Task to carry out
In one to three sentences, please explain why Fitch upgraded Matador's issuer default rating, according to the announcement below about Matador's credit rating and bond repurchases.

Reading passage

* start *

DALLAS--(BUSINESS WIRE)-- Matador Resources Company (NYSE: MTDR) (“Matador” or the “Company”) today announced (1) recent upgrades by Fitch Ratings, Inc. (“Fitch”) to the Company’s corporate credit rating and (2) $105 million in additional purchases of the Company’s outstanding senior notes.

Matador’s Credit Rating Upgraded by Fitch

On September 29, 2022, Fitch upgraded Matador’s Long-Term Issuer Default Rating (IDR) from ‘B+’ to ‘BB-’. In its September 29, 2022 press release, Fitch noted, “The upgrade reflects the company’s production growth momentum, Management’s continued commitment to a conservative financial policy and significant gross debt reduction, which has materially improved credit metrics. Matador’s ratings reflect the company’s high margin, oil-weighted Delaware acreage, supportive midstream assets, strong unit economics and cash netbacks, sub-1.0x leverage and clear maturity schedule.” More information regarding Fitch’s upgrade of Matador may be found at www.fitchratings.com.

$105 Million in Additional Bonds Repurchased

Between September 12, 2022 and September 30, 2022, Matador used a portion of its free cash flow to repurchase $105 million of its outstanding senior notes in a series of open market transactions, reducing its outstanding bonds from $862 million at September 12, 2022 (and $1.05 billion originally) to $757 million at the end of the third quarter. Over the past seven quarters, beginning in the fourth quarter of 2020, Matador has reduced its outstanding debt by $768 million or just over half of Matador’s then total revolving debt and senior notes outstanding.

* end *

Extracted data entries
* start *

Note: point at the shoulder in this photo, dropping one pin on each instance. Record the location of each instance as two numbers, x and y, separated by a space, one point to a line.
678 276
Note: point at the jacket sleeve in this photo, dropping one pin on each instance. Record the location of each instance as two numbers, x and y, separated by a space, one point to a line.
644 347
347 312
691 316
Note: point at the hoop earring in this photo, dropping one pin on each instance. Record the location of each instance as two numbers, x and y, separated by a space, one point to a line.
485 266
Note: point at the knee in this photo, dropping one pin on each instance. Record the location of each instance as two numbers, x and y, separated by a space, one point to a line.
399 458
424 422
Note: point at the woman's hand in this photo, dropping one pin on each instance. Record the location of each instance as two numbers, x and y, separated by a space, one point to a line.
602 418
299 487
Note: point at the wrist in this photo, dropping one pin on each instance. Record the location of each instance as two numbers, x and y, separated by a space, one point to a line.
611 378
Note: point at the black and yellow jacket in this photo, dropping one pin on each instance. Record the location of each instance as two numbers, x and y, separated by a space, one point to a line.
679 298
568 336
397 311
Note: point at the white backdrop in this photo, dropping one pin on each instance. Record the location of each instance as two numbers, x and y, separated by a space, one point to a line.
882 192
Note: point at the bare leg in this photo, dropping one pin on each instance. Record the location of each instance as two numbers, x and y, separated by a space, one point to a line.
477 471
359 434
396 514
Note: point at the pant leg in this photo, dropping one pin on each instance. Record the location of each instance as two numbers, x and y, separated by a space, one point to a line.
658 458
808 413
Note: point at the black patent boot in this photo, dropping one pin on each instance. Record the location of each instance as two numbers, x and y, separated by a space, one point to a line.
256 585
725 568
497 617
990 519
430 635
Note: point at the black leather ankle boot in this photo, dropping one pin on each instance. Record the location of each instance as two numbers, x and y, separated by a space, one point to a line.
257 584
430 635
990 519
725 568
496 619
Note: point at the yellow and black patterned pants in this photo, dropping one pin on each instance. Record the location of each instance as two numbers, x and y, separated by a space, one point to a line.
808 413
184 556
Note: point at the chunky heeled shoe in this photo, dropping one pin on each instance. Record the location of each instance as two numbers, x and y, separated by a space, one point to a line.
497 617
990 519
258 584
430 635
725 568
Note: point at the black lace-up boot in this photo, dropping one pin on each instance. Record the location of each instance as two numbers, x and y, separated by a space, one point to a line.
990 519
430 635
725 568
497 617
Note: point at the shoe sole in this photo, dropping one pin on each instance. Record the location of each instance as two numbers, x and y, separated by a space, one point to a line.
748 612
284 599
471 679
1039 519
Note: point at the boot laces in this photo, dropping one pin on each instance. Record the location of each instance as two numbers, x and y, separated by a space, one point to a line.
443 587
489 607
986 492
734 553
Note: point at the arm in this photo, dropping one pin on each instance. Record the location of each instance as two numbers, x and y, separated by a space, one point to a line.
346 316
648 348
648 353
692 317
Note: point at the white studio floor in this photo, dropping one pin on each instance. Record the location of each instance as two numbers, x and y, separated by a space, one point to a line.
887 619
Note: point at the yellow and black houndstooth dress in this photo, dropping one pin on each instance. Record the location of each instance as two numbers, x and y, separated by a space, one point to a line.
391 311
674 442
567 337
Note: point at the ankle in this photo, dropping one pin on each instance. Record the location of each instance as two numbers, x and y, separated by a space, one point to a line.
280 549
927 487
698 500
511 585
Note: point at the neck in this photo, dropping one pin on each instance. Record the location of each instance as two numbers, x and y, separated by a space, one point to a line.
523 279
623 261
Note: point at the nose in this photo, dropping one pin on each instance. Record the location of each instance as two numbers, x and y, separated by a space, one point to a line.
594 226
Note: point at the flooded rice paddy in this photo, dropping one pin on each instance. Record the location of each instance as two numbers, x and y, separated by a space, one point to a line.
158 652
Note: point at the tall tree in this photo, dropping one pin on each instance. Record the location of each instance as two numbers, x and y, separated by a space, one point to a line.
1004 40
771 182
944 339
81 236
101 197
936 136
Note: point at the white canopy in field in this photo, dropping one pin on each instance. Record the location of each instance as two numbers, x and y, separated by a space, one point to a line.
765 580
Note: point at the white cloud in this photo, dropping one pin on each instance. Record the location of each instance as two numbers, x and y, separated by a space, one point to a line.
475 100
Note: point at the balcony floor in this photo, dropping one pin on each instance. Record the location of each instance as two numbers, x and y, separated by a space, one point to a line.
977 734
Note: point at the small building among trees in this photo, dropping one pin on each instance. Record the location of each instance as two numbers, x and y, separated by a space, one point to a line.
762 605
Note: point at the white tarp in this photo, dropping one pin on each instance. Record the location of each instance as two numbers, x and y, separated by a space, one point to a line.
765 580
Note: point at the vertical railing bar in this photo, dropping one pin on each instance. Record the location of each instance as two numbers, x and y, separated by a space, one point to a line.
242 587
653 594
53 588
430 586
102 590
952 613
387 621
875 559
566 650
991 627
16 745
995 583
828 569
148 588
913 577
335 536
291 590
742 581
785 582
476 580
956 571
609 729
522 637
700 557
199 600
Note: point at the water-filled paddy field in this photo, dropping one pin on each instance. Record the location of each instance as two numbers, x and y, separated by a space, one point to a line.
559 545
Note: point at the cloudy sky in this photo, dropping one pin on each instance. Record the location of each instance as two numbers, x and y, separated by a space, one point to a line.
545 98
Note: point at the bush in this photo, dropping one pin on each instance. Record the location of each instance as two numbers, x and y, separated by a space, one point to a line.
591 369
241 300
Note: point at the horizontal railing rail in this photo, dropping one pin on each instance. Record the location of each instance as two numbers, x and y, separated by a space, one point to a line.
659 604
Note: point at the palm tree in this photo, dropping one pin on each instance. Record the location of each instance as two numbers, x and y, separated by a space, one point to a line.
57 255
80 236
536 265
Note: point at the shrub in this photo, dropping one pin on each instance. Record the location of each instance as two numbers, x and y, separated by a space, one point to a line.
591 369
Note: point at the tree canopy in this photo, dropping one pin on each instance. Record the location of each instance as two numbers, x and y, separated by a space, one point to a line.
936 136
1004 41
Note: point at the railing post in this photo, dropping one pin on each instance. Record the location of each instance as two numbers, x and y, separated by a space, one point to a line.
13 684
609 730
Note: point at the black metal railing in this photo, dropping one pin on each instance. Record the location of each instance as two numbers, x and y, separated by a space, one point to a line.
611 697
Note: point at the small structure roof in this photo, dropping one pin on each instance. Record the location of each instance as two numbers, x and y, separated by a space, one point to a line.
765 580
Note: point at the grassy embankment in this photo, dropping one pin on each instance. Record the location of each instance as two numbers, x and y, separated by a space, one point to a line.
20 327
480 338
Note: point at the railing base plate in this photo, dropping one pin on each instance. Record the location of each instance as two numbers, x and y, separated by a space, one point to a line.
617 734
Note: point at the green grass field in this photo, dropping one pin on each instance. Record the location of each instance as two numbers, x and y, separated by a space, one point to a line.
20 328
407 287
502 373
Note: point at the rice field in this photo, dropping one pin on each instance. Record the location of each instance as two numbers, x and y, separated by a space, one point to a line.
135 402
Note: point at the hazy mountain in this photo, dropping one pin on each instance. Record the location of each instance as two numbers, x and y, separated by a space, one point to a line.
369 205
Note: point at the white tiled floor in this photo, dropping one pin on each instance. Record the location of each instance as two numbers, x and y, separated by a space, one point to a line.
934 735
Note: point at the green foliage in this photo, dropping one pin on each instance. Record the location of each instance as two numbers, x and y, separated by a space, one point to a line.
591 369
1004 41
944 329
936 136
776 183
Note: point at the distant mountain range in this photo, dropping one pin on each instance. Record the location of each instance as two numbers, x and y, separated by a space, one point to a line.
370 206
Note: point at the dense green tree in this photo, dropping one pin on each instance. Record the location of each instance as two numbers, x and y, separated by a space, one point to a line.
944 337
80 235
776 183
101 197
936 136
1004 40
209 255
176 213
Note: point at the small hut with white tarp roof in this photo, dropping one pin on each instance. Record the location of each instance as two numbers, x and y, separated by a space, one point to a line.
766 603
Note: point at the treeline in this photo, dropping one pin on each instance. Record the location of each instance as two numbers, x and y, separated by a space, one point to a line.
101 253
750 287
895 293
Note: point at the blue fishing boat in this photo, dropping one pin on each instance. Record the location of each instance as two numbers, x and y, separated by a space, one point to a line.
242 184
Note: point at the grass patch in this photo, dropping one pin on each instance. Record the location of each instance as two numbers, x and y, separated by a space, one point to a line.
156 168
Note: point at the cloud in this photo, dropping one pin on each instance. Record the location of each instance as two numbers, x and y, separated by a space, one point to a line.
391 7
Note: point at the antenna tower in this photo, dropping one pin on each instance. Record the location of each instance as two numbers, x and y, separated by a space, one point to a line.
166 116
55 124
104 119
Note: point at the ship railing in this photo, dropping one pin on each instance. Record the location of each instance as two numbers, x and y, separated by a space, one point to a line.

* end *

Finished answer
Fitch said the upgrade reflects Matador's production growth momentum and management's continued commitment to a conservative financial policy. It also cited significant gross debt reduction, which has materially improved the company's credit metrics.